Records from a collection

***

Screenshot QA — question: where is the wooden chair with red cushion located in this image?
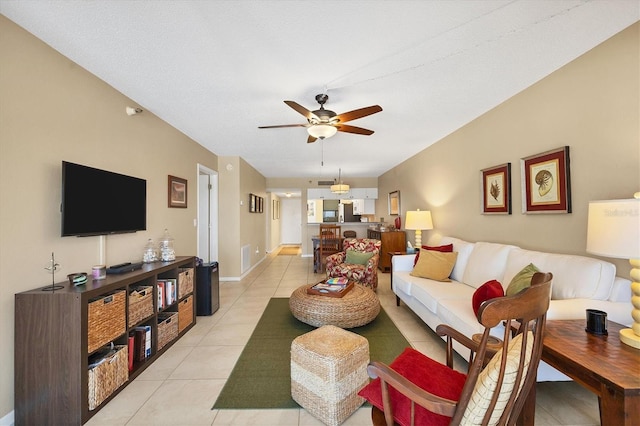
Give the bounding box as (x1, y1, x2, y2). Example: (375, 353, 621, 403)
(359, 272, 553, 426)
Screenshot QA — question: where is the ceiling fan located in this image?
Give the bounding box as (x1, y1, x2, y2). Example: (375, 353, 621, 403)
(258, 94, 382, 143)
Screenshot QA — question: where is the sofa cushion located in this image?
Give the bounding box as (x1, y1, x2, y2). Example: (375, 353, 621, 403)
(410, 279, 477, 314)
(462, 242, 517, 289)
(345, 249, 374, 265)
(411, 250, 458, 282)
(413, 243, 454, 266)
(506, 263, 539, 297)
(439, 237, 475, 282)
(503, 248, 616, 300)
(472, 280, 504, 316)
(437, 298, 485, 337)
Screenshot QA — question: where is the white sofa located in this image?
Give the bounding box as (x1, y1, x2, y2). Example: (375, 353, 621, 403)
(391, 236, 632, 381)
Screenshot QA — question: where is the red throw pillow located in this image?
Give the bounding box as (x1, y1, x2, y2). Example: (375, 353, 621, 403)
(472, 280, 504, 317)
(413, 243, 454, 267)
(358, 347, 466, 426)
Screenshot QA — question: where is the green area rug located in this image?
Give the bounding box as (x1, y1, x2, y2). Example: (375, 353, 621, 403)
(212, 297, 410, 409)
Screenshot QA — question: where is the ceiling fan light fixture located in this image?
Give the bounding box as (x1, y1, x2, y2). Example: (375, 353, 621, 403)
(307, 124, 337, 139)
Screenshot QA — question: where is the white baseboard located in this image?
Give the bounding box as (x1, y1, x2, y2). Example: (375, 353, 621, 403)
(0, 410, 14, 426)
(220, 255, 266, 281)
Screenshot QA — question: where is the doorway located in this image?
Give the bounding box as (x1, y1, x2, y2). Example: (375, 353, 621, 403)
(197, 164, 218, 263)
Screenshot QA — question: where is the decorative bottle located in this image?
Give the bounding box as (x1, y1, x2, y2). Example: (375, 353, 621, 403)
(142, 239, 158, 263)
(159, 229, 176, 261)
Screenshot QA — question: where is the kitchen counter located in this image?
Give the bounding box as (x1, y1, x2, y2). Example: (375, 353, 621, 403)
(307, 222, 386, 239)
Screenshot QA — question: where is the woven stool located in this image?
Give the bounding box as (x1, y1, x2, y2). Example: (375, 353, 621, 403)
(291, 325, 369, 426)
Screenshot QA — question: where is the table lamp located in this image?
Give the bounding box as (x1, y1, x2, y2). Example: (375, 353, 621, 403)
(586, 194, 640, 349)
(405, 209, 433, 248)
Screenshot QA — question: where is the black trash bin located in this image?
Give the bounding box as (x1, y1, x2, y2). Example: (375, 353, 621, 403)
(196, 262, 219, 316)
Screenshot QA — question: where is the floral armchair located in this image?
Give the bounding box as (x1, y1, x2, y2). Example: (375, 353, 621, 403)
(325, 238, 381, 290)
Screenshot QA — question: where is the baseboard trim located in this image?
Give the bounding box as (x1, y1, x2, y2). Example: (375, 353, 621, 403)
(0, 409, 14, 426)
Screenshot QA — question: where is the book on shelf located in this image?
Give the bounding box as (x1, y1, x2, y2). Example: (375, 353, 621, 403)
(162, 278, 177, 306)
(157, 281, 165, 310)
(134, 325, 151, 360)
(127, 333, 134, 371)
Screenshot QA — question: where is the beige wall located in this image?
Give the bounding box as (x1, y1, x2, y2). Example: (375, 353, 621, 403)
(0, 16, 219, 417)
(239, 157, 267, 273)
(377, 22, 639, 278)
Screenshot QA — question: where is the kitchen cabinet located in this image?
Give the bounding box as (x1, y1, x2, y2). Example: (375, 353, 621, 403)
(363, 199, 375, 214)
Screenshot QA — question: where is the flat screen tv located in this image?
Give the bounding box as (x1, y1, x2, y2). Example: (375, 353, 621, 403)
(61, 161, 147, 236)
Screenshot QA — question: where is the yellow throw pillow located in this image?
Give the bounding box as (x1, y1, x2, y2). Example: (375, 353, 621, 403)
(410, 250, 458, 282)
(506, 263, 540, 296)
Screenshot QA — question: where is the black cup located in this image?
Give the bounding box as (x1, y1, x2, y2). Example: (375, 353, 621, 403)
(586, 309, 608, 335)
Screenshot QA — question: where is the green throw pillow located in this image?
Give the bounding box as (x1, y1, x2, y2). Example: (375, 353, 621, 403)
(506, 263, 540, 296)
(345, 250, 374, 265)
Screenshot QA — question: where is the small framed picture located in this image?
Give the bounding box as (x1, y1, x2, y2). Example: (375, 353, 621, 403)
(249, 194, 256, 213)
(388, 191, 400, 215)
(521, 146, 571, 214)
(258, 196, 263, 213)
(481, 163, 511, 214)
(168, 175, 187, 208)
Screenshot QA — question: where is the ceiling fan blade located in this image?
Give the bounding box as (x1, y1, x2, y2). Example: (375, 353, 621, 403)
(258, 124, 307, 129)
(335, 124, 374, 135)
(335, 105, 382, 123)
(307, 135, 317, 143)
(284, 101, 319, 121)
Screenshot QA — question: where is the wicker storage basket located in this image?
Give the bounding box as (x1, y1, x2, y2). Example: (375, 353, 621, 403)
(291, 325, 369, 426)
(157, 312, 179, 350)
(88, 290, 126, 353)
(88, 345, 128, 410)
(178, 268, 194, 299)
(128, 286, 154, 328)
(178, 295, 193, 333)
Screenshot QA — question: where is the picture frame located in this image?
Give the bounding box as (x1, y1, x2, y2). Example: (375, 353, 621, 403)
(276, 200, 280, 219)
(388, 190, 400, 215)
(249, 194, 256, 213)
(521, 146, 571, 214)
(481, 163, 511, 214)
(258, 196, 263, 213)
(168, 175, 187, 208)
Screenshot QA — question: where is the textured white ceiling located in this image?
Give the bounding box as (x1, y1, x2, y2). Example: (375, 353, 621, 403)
(1, 1, 638, 181)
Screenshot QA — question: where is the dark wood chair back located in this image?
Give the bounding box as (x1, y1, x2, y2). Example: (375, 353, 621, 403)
(319, 225, 342, 273)
(368, 272, 553, 426)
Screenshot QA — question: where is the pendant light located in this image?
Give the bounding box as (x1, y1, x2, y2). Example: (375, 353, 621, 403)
(330, 168, 350, 194)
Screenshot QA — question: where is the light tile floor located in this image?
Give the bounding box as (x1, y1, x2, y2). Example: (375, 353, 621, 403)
(86, 249, 600, 426)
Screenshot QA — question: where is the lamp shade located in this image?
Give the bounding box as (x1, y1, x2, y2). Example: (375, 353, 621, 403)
(405, 210, 434, 231)
(307, 124, 337, 139)
(586, 198, 640, 259)
(330, 183, 350, 194)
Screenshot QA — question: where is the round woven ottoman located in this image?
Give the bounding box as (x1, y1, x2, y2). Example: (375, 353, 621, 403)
(289, 283, 380, 328)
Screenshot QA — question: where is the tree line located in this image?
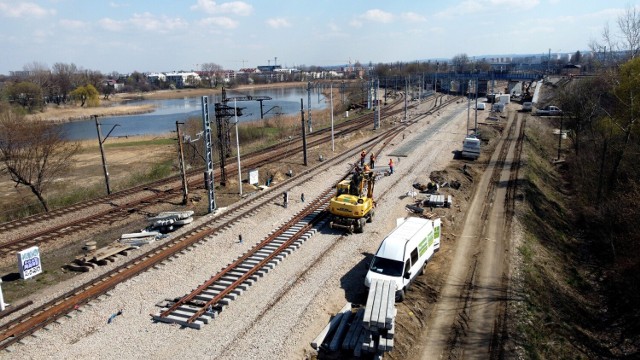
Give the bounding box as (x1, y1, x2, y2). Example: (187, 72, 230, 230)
(531, 6, 640, 355)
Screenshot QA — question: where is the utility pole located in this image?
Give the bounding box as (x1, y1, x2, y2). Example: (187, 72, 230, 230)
(175, 121, 188, 205)
(234, 99, 242, 196)
(307, 81, 313, 133)
(467, 80, 471, 135)
(94, 115, 119, 195)
(557, 113, 563, 161)
(403, 77, 408, 122)
(384, 77, 388, 105)
(330, 82, 335, 152)
(474, 77, 479, 133)
(301, 99, 308, 166)
(374, 78, 380, 130)
(367, 79, 372, 110)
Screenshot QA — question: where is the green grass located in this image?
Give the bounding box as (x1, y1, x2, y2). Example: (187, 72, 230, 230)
(124, 159, 175, 188)
(104, 138, 176, 148)
(48, 185, 105, 208)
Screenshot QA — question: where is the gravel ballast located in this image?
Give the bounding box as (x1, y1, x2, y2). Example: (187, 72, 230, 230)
(4, 96, 476, 360)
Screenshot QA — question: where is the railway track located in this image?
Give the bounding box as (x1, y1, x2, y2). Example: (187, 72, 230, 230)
(151, 95, 462, 329)
(152, 188, 334, 328)
(0, 93, 459, 350)
(0, 95, 411, 259)
(0, 122, 404, 350)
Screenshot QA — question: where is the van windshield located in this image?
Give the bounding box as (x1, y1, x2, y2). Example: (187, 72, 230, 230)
(369, 256, 404, 277)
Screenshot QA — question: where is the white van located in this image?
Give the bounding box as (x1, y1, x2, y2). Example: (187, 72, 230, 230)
(365, 217, 441, 301)
(475, 103, 486, 110)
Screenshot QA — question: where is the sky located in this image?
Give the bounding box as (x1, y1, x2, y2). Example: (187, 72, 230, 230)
(0, 0, 635, 75)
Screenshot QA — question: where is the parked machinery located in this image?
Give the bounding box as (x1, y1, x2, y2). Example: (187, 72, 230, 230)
(328, 168, 375, 233)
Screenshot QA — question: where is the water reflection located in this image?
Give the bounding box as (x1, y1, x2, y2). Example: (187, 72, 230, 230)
(59, 86, 326, 140)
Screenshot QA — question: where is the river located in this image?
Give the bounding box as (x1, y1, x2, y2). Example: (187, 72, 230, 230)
(59, 86, 327, 140)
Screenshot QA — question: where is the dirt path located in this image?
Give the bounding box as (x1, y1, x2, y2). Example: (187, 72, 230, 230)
(419, 110, 522, 358)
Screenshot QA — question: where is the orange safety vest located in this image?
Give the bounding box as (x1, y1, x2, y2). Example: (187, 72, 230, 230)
(389, 159, 393, 166)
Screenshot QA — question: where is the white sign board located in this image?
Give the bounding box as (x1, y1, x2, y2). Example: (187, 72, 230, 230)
(17, 246, 42, 280)
(249, 168, 259, 185)
(0, 279, 6, 311)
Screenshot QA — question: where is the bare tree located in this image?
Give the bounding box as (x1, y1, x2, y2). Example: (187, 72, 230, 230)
(51, 62, 79, 101)
(23, 61, 51, 90)
(617, 5, 640, 59)
(591, 6, 640, 64)
(451, 53, 470, 72)
(201, 62, 222, 87)
(0, 104, 80, 211)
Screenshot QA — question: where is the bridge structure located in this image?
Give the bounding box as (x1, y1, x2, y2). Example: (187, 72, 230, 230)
(380, 71, 543, 96)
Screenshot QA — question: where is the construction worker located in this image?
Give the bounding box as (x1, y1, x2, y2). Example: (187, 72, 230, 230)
(388, 158, 394, 175)
(363, 163, 371, 173)
(283, 191, 289, 208)
(369, 153, 376, 169)
(360, 150, 367, 167)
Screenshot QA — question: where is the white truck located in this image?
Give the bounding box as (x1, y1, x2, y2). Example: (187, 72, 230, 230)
(461, 136, 481, 160)
(365, 217, 442, 301)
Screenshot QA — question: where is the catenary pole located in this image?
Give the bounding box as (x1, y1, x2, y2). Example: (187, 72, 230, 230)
(176, 121, 188, 204)
(94, 115, 119, 195)
(234, 99, 242, 195)
(330, 82, 335, 152)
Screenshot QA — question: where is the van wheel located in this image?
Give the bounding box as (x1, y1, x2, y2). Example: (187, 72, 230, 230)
(419, 262, 426, 276)
(396, 290, 406, 302)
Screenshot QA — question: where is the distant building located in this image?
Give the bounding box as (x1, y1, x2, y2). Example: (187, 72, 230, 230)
(8, 70, 34, 78)
(102, 79, 125, 91)
(164, 72, 201, 88)
(147, 72, 167, 84)
(257, 65, 282, 72)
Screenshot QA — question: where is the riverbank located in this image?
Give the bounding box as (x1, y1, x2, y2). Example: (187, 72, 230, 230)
(26, 82, 306, 123)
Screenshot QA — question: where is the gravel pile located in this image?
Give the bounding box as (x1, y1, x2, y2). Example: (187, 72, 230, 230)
(5, 96, 473, 360)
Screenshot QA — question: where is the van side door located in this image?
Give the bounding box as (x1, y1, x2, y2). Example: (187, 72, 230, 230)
(403, 258, 412, 288)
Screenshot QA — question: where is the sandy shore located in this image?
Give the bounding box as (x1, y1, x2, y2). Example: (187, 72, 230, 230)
(28, 82, 306, 123)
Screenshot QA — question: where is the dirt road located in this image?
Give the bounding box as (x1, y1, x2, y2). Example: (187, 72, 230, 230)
(419, 111, 523, 358)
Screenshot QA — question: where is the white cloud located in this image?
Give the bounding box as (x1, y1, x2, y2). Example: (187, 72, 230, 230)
(488, 0, 539, 9)
(360, 9, 394, 23)
(436, 0, 539, 18)
(191, 0, 253, 16)
(98, 13, 187, 33)
(328, 22, 340, 32)
(349, 19, 363, 28)
(109, 1, 129, 8)
(130, 12, 187, 32)
(266, 18, 291, 29)
(0, 1, 56, 18)
(198, 17, 239, 29)
(401, 12, 426, 23)
(99, 18, 125, 32)
(59, 19, 87, 30)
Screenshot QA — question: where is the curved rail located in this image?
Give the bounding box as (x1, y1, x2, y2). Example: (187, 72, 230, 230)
(0, 92, 459, 349)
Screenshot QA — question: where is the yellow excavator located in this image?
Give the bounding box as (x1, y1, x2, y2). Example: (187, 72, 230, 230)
(328, 168, 375, 233)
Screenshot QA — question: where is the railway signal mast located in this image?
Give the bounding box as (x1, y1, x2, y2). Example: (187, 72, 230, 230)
(214, 88, 272, 186)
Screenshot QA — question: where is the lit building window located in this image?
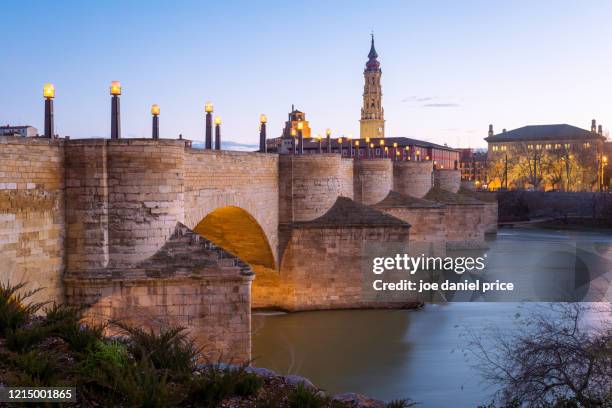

***

# [Task instructions]
Beginning at the line with "Screenshot QA — question: where is the railway track" and ending at the line with "Screenshot QA — question: where is the orange", reproduce each line of the data above exactly, and add no other lines.

# [Solution for this exercise]
Screenshot QA — question: where is the railway track located in this image?
Give the bounding box as (x1, y1, x2, y2). Example: (187, 72, 230, 230)
(151, 95, 462, 329)
(152, 188, 334, 328)
(0, 93, 459, 350)
(0, 95, 411, 259)
(0, 122, 404, 350)
Screenshot QA — question: where is the van windshield located in this image?
Give the bounding box as (x1, y1, x2, y2). Example: (187, 72, 230, 230)
(369, 256, 404, 277)
Screenshot QA — question: where is the white van located in this image?
Give the bounding box as (x1, y1, x2, y2). Example: (187, 72, 230, 230)
(365, 217, 441, 301)
(475, 103, 486, 110)
Screenshot QA — question: where is the sky located in this image?
Give the bounding box as (x1, y1, x2, y2). Example: (187, 72, 230, 230)
(0, 0, 635, 75)
Screenshot QA — question: where is the parked machinery located in this image?
Give the bounding box as (x1, y1, x2, y2). Example: (187, 72, 230, 230)
(328, 168, 375, 233)
Screenshot QA — question: where is the water reflection located in this image?
Give the bounding box as (x1, y1, x2, y2). Example: (187, 72, 230, 230)
(59, 86, 326, 140)
Screenshot QA — question: where is the river located in this image?
Give the bounding box as (x1, y1, x2, y2). Example: (187, 72, 230, 230)
(59, 86, 327, 140)
Screenshot QA — question: where is the dirt path located in this image?
Give the bounding box as (x1, y1, x2, y2). Example: (187, 72, 230, 230)
(419, 110, 522, 358)
Screenshot QA — question: where is the orange safety vest located in this image?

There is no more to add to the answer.